# Task set:
1) List every field declared in struct sgx_add_param in the SGX thread.
2) Answer these questions from the SGX thread:
(a) According to One Thousand Gnomes, which existing interfaces would serve the ssl/ssh case?
(b) What syscall does Jethro Beekman say already exists for mapping userspace memory?
(c) Which operation does the hardware support calling on only part of a page?
3) Summarize the SGX thread in two sentences.

On Tue, Apr 26, 2016 at 2:52 PM, Pavel Machek <[email protected]> wrote:
> On Tue 2016-04-26 21:59:52, One Thousand Gnomes wrote:
>> > But... that will mean that my ssh will need to be SGX-aware, and that
>> > I will not be able to switch to AMD machine in future. ... or to other
>> > Intel machine for that matter, right?
>>
>> I'm not privy to AMD's CPU design plans.
>>
>> However I think for the ssl/ssh case you'd use the same interfaces
>> currently available for plugging in TPMs and dongles. It's a solved
>> problem in the crypto libraries.
>>
>> > What new syscalls would be needed for ssh to get all this support?
>>
>> I don't see why you'd need new syscalls.
>
> So the kernel will implement few selected crypto algorithms, similar
> to what TPM would provide, using SGX, and then userspace no longer
> needs to know about SGX?

No, other way around. The kernel will provide a basic interface to
SGX and userspace can do whatever it wants. If userspace wants to use
RSA, userspace will provide an actual RSA implementation, in more or
less normal x86 binary form, and will map it into user addresses. It
will tell the kernel "hey, this address range is an enclave", and the
kernel will set it up as such and tell the CPU about it. Userspace
will then use SGX instructions to communicate with the enclave.

It's pretty neat, and it's completely agnostic to the purpose of the enclave.

--Andy

2016-04-27 06:50:01

by Jethro Beekman

[permalink] [raw]
Subject: Re: [PATCH 3/6] intel_sgx: driver for Intel Secure Guard eXtensions

On 25-04-16 10:34, Jarkko Sakkinen wrote:
> diff --git a/drivers/staging/intel_sgx/isgx_ioctl.c
b/drivers/staging/intel_sgx/isgx_ioctl.c
> new file mode 100644
> index 0000000..9d8b36b
> --- /dev/null
> +++ b/drivers/staging/intel_sgx/isgx_ioctl.c
>
> +static long isgx_ioctl_enclave_create(struct file *filep, unsigned int cmd,
> + unsigned long arg)
>
> + secs->base = vm_mmap(filep, 0, secs->size,
> + PROT_READ | PROT_WRITE | PROT_EXEC,
> + MAP_SHARED, 0);

Why does the ioctl interface map userspace memory for an open device? There's
already a perfectly good syscall for that: mmap.

> diff --git a/drivers/staging/intel_sgx/isgx_user.h b/drivers/staging/intel_sgx/isgx_user.h
> new file mode 100644
> index 0000000..672d19c
> --- /dev/null
> +++ b/drivers/staging/intel_sgx/isgx_user.h
>
> +#define SGX_ADD_SKIP_EEXTEND 0x1
> +
> +struct sgx_add_param {
> + unsigned long addr;
> + unsigned long user_addr;
> + struct isgx_secinfo *secinfo;
> + unsigned int flags;
> +};

The hardware supports calling EEXTEND on only a part of a page, I think the
driver should also support that.

# Extracted entries:
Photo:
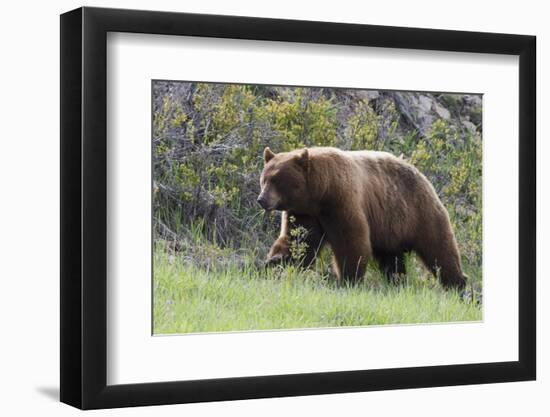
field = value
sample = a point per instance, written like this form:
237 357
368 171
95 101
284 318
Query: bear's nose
262 202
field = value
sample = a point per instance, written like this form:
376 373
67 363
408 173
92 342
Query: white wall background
29 215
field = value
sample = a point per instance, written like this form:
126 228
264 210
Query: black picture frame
84 207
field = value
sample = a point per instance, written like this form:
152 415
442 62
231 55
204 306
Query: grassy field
211 235
190 298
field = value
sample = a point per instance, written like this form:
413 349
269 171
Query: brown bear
363 204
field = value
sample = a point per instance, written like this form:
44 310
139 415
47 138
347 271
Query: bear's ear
268 155
303 159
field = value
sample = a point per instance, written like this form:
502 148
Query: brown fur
364 204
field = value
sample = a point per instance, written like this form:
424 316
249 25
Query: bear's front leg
311 236
348 235
279 252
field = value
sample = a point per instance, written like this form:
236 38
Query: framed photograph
258 208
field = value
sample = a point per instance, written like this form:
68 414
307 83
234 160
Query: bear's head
284 181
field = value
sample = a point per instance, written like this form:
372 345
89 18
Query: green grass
209 297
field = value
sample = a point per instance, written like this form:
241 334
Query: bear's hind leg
391 265
443 260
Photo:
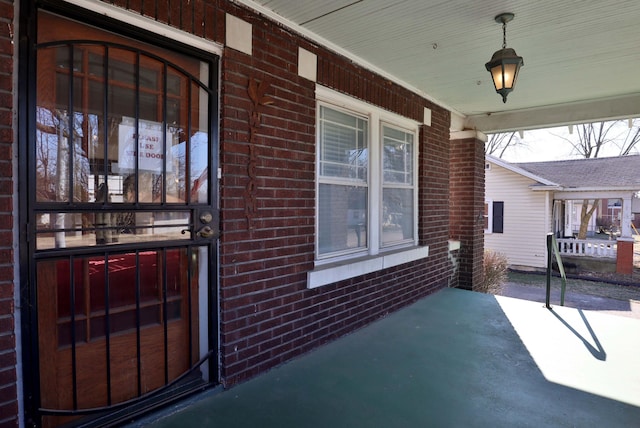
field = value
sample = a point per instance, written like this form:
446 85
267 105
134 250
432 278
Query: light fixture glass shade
504 67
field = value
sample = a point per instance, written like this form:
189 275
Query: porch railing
587 247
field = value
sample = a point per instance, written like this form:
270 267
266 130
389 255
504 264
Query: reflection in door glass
69 230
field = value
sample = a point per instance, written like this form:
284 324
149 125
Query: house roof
610 172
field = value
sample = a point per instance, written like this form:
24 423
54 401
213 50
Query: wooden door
121 220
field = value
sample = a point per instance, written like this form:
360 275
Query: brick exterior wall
467 206
8 371
268 315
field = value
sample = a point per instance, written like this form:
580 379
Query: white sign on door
149 149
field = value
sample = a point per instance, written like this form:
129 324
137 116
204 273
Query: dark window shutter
498 217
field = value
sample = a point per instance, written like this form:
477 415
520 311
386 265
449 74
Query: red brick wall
268 315
8 388
467 205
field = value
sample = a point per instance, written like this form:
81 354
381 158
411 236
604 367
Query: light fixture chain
504 35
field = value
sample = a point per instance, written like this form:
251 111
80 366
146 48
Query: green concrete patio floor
454 359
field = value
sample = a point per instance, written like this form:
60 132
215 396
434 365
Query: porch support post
466 204
624 261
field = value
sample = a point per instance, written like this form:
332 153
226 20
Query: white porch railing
588 247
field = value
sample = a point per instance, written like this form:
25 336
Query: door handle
206 232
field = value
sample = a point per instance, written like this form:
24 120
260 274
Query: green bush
495 272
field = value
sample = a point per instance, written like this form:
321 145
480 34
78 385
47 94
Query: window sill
328 274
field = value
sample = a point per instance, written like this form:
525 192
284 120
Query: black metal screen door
121 220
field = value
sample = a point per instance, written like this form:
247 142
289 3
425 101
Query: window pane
343 145
397 156
397 218
342 218
67 230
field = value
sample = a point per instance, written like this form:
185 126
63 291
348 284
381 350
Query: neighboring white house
524 202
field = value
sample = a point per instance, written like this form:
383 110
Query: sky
551 144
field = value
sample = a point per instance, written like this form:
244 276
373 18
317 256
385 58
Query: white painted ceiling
581 57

# Results of the exercise:
1) addr, user_addr, secinfo, flags

2)
(a) The interfaces currently available for plugging in TPMs and dongles.
(b) mmap.
(c) EEXTEND.

3) Andy explains that the kernel will provide only a basic interface to SGX, while userspace supplies its own implementation, maps it into user addresses, has the kernel set that range up as an enclave, and then uses SGX instructions to communicate with it. Reviewing the driver patch, Jethro Beekman asks why the ioctl interface maps userspace memory when the mmap syscall already exists, and says the driver should support calling EEXTEND on only part of a page.